#### [DATASET RECORDS]
————————
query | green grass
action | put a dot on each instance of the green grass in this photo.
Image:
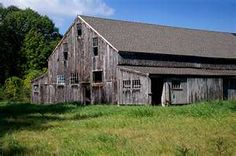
(69, 129)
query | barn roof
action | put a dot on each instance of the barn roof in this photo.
(150, 38)
(179, 71)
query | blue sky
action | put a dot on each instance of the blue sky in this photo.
(216, 15)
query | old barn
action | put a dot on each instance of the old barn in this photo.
(119, 62)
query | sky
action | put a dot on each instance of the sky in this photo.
(213, 15)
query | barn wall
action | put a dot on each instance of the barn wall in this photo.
(81, 60)
(199, 89)
(131, 95)
(178, 95)
(39, 86)
(229, 89)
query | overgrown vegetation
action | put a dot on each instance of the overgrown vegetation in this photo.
(26, 41)
(71, 129)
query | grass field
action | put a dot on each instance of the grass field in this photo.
(68, 129)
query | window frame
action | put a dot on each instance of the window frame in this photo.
(65, 51)
(79, 29)
(74, 78)
(95, 46)
(61, 79)
(176, 85)
(95, 80)
(127, 84)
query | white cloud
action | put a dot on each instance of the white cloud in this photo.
(64, 7)
(61, 10)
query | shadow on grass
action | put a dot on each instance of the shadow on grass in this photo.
(25, 116)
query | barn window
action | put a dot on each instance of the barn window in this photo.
(97, 76)
(60, 79)
(176, 84)
(136, 84)
(65, 51)
(126, 84)
(36, 88)
(79, 29)
(95, 46)
(74, 78)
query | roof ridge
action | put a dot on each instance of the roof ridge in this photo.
(160, 25)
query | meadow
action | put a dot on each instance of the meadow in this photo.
(207, 128)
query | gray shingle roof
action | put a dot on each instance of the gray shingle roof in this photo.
(150, 38)
(180, 71)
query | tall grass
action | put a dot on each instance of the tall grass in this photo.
(71, 129)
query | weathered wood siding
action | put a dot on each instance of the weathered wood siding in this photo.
(39, 87)
(199, 89)
(178, 96)
(133, 95)
(82, 61)
(229, 88)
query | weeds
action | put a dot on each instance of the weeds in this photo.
(74, 129)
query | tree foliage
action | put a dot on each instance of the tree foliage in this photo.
(26, 41)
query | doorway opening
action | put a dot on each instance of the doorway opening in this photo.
(86, 93)
(156, 88)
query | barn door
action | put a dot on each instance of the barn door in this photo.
(86, 94)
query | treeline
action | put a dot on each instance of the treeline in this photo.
(26, 41)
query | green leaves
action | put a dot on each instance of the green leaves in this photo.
(26, 41)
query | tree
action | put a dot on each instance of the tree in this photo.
(17, 27)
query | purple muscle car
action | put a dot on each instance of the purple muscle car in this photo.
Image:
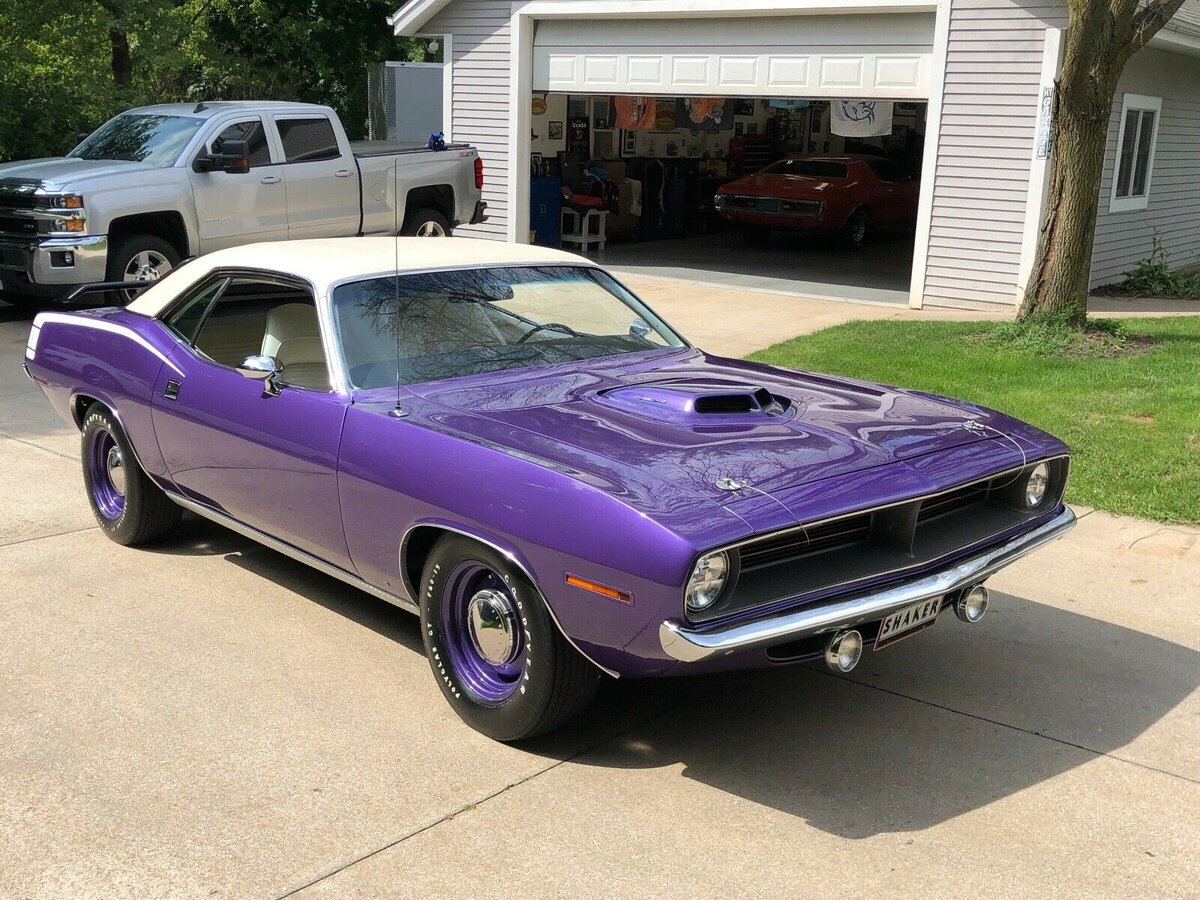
(507, 442)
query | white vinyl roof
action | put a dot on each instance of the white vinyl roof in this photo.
(324, 262)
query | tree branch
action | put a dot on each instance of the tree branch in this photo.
(1147, 23)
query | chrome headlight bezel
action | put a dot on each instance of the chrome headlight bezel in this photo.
(708, 581)
(1037, 486)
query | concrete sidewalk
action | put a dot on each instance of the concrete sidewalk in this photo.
(207, 718)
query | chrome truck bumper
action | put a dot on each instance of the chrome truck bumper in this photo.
(690, 646)
(52, 267)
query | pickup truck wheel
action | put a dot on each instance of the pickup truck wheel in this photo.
(495, 651)
(139, 257)
(425, 223)
(853, 233)
(129, 507)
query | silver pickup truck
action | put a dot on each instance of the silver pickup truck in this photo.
(160, 184)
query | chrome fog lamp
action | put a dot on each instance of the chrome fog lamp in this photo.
(844, 651)
(707, 580)
(1036, 487)
(972, 605)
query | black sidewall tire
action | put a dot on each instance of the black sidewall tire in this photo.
(148, 511)
(419, 217)
(525, 712)
(125, 249)
(849, 239)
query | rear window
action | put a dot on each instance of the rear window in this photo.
(307, 139)
(811, 168)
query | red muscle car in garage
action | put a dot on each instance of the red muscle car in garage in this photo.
(845, 195)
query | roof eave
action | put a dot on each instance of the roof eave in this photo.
(412, 16)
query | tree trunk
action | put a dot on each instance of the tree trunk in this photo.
(1061, 274)
(123, 66)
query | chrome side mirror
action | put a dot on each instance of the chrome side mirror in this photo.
(263, 369)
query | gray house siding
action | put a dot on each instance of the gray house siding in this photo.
(480, 112)
(982, 178)
(1122, 239)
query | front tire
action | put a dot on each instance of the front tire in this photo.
(495, 651)
(130, 508)
(139, 257)
(426, 223)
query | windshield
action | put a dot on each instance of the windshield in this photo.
(156, 139)
(811, 168)
(433, 325)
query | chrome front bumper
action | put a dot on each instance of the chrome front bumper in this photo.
(28, 265)
(689, 646)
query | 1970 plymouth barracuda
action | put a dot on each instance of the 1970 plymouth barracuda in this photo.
(507, 442)
(843, 195)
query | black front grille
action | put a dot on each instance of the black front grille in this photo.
(831, 535)
(953, 501)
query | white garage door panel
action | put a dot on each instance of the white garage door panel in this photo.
(885, 55)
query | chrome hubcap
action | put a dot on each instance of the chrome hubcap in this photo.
(117, 471)
(147, 265)
(493, 627)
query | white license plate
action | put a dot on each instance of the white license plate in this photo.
(906, 622)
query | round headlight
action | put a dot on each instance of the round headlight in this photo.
(1036, 487)
(707, 580)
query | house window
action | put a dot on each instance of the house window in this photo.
(1135, 153)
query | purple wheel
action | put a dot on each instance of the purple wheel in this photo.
(484, 639)
(106, 474)
(129, 507)
(497, 654)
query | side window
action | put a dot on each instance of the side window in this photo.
(307, 139)
(263, 317)
(187, 318)
(1138, 133)
(250, 131)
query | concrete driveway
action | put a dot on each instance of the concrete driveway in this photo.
(207, 718)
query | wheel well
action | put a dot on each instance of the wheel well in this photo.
(436, 197)
(79, 406)
(418, 546)
(168, 226)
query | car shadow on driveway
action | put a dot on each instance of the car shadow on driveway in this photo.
(935, 727)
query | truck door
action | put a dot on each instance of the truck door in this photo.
(322, 178)
(234, 208)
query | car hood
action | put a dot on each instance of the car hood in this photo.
(59, 172)
(687, 425)
(771, 184)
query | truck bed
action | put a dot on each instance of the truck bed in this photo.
(365, 149)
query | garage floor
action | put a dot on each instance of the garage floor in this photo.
(807, 265)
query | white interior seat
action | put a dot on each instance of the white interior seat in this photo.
(293, 337)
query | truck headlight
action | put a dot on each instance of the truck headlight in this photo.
(707, 580)
(1036, 486)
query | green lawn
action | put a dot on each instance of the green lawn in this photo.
(1133, 423)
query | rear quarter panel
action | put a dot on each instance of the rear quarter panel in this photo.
(109, 355)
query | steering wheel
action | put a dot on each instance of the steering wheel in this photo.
(549, 327)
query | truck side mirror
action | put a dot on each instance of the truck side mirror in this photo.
(233, 157)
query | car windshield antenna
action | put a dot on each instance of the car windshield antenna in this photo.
(399, 409)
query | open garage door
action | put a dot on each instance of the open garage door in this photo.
(864, 55)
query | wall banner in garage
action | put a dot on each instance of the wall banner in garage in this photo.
(861, 118)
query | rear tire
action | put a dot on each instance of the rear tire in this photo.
(426, 223)
(853, 233)
(127, 504)
(497, 655)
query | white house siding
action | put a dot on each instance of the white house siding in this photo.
(982, 178)
(1174, 209)
(480, 113)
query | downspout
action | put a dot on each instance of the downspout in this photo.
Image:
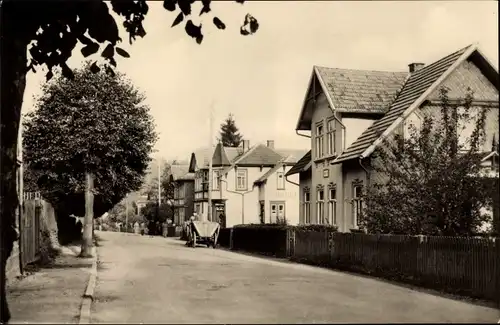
————————
#### [EXERCISE REQUIREMENTS]
The entries above need to be repeated word for word, minus their pictures.

#### [RESULT OF THE TASK]
query | green grass
action | put a dot on each instance of the green grass in this photo.
Image:
(69, 129)
query | barn roof
action | put a dot on each instance of the barn roof in this photo.
(150, 38)
(179, 71)
query | blue sky
action | put a dot on each instance of the blue sky in this photo.
(216, 15)
query | old barn
action | put a dot on each instance of the old barn in this photo.
(119, 62)
query | sky
action | put a dot on each instance of the sky in this photo.
(213, 15)
query | barn wall
action | put a dot on each instance of the barn wall in this photo.
(81, 60)
(199, 89)
(131, 95)
(178, 95)
(39, 86)
(229, 89)
query | overgrown vegetation
action | put a dot on each instance of the overgrown vegetation in this photo.
(26, 41)
(71, 129)
query | grass field
action | put a dot on each instance of the grass field in this photo.
(68, 129)
query | window frame
action | put a dot on each instance of the window frame in this photo.
(65, 51)
(79, 29)
(74, 78)
(95, 46)
(61, 79)
(176, 85)
(95, 80)
(127, 84)
query | white cloud
action | put a dot on each instance of the white cloud in this photo.
(64, 7)
(61, 10)
query | shadow on grass
action | put a dot on each instance of the shadow on grass in this photo.
(25, 116)
query | barn window
action | put a dot on each instance of the barn window in this photo.
(97, 76)
(60, 79)
(176, 84)
(136, 84)
(65, 51)
(126, 84)
(36, 88)
(79, 29)
(95, 46)
(74, 78)
query | roof ridge
action | put a dot on each instance of the roof ridge in this photo.
(160, 25)
query | meadow
action | put a dot on each instance of the meadow in this photo.
(207, 128)
query | gray shingle roof
action | put a dot on each instance of the gray shingle roof in this photo.
(150, 38)
(180, 71)
query | tall grass
action | put a dot on each instance of the tall grass in this photo.
(71, 129)
query | weathered wood siding
action | put a dot on each instance of the weathered wood siding in this photo.
(39, 87)
(199, 89)
(178, 96)
(133, 95)
(82, 61)
(229, 88)
query | weeds
action | put a dot on each instance of the weeds in this photo.
(74, 129)
query | tree foliage
action | put a dot on each instance of the tree foliage in this photo.
(26, 41)
query | doorway opening
action | put a dot on each instance of the doorway opening in this photo.
(86, 93)
(156, 88)
query | barn door
action | put a dot on each instance of the barn door in this photo.
(86, 94)
query | treeline
action | put a dot on each instance of the treeline in this photo.
(26, 41)
query | green leaves
action | put a dot on each instance of the green leaves in this photo.
(26, 41)
query | tree
action | put a dot on each instance of the tree in this photo.
(17, 27)
query | purple muscle car
action | put a dot on each instance of the purple muscle car in this photo.
Image:
(507, 442)
query | white vinyl roof
action | put a dot on each instance of the white vinyl roof in this photo.
(324, 262)
query | tree branch
action | put a dot on each instance of the tree branch in this photo.
(1147, 23)
query | chrome headlight bezel
action | put a dot on each instance of the chrome headlight bezel in this photo.
(708, 581)
(1037, 486)
query | concrete sidewalk
action | put a dot on each instance of the concrete sidewalk in this photo.
(207, 718)
query | chrome truck bumper
action | put a dot on each instance of the chrome truck bumper in this photo.
(690, 646)
(52, 267)
query | pickup truck wheel
action | put a dot on each instance of the pickup truck wheel in this photo.
(495, 651)
(139, 257)
(425, 223)
(853, 233)
(129, 507)
query | silver pickup truck
action | put a dot on each instance of the silver pickup truck in this photo.
(160, 184)
query | chrome fog lamp
action | put a dot on each instance of the chrome fog lamp in this photo.
(844, 651)
(707, 580)
(1036, 487)
(972, 605)
query | black sidewall tire
action | put a dot on each instance of the black sidewall tire in this photo.
(148, 511)
(419, 217)
(525, 712)
(125, 249)
(849, 239)
query | rear window
action | put a dot on each instance of the rear window in this photo.
(307, 139)
(811, 168)
query | red muscle car in garage
action | put a dot on each instance of the red muscle car in garage in this photo.
(845, 195)
query | roof eave
action | put a dot on each instance of the roof eave in this photo.
(412, 16)
query | tree trunk
action | put a dot on each instance of the tree trunk in this photo.
(1061, 274)
(123, 66)
query | chrome side mirror
action | put a dot on each instance of the chrome side mirror in this photo.
(263, 369)
query | gray house siding
action | put a dot on each instance of the gray house siding in this photo.
(480, 112)
(982, 178)
(1122, 239)
query | front tire
action | put a dot on each instance of the front tire in this photo.
(495, 651)
(130, 508)
(139, 257)
(426, 223)
query | windshield
action | put a dot on each instance of the windshield in this photo.
(156, 139)
(811, 168)
(433, 325)
query | chrome front bumper
action | put a dot on each instance of the chrome front bumper in this photo.
(28, 265)
(689, 646)
query | 1970 plymouth barracuda
action | put a dot on each instance of the 1970 plymouth barracuda in this photo.
(507, 442)
(843, 195)
query | black front grille
action | put a dot on each instance of the black front grille in this photo.
(831, 535)
(953, 501)
query | white garage door panel
action | put a dot on each instance of the white garage door panel in this photo.
(885, 55)
query | chrome hubcap
action | put a dot on each instance of the chrome hubcap in this photo.
(117, 471)
(147, 265)
(493, 627)
query | white license plate
action | put a dot on each instance of the white license plate in this photo.
(906, 622)
query | round headlight
action | put a dot on each instance of the round headlight in this photo.
(1036, 487)
(707, 580)
query | house window
action | put a dot on each instance of the house window in this photo.
(1135, 153)
query | purple wheel
action | put a dot on each instance of the purple wheel in this photo.
(484, 639)
(106, 474)
(129, 507)
(497, 654)
query | side window
action | put a dot on each instance of the side window in this photo.
(307, 139)
(263, 317)
(187, 318)
(1138, 133)
(250, 131)
query | concrete driveway
action | put a dot on each instance of the concrete driveway in this photo.
(207, 718)
query | wheel well
action | put a dot on each instance of the wheel well in this photo.
(436, 197)
(79, 406)
(418, 546)
(168, 226)
query | car shadow on driveway
action | put a dot on each instance of the car shadow on driveway in this photo.
(935, 727)
query | truck door
action | put a dot on each instance of the truck door in this photo.
(322, 178)
(234, 208)
query | car hood
action | put a dot on each instance of the car hood in this photo.
(59, 172)
(687, 425)
(771, 184)
query | truck bed
action | put a dot on each instance of the truck bed in this photo.
(365, 149)
query | garage floor
action | put a dot on each instance of the garage floor in this photo.
(807, 265)
query | white interior seat
action | put a dot on each instance of the white interior seat in this photo.
(293, 337)
query | truck headlight
action | put a dot on each instance of the truck headlight in this photo.
(707, 580)
(1036, 486)
query | green lawn
action | put a dot on each instance of the green lawn in this photo.
(1133, 423)
query | rear quarter panel
action | put a dot on each instance of the rear quarter panel in this photo.
(109, 355)
query | steering wheel
action | put a dot on each instance of the steering wheel in this photo.
(549, 327)
query | truck side mirror
action | put a dot on each instance of the truck side mirror in this photo.
(233, 157)
query | car windshield antenna
action | put a dot on each instance of the car windshield antenna in this photo.
(399, 409)
query | open garage door
action | put a dot on each instance of the open garage door in this photo.
(864, 55)
query | wall banner in garage
action | put a dot on each instance of the wall banner in garage in this photo.
(861, 118)
query | rear tire
action | put a dot on each instance of the rear tire in this photo.
(426, 223)
(853, 233)
(127, 504)
(497, 655)
query | white house siding
action | put a dot on each instance of the white house siding in this photo.
(982, 178)
(1174, 209)
(480, 113)
query | downspout
action | put a dot on each instance of the downspout in this photo.
Image:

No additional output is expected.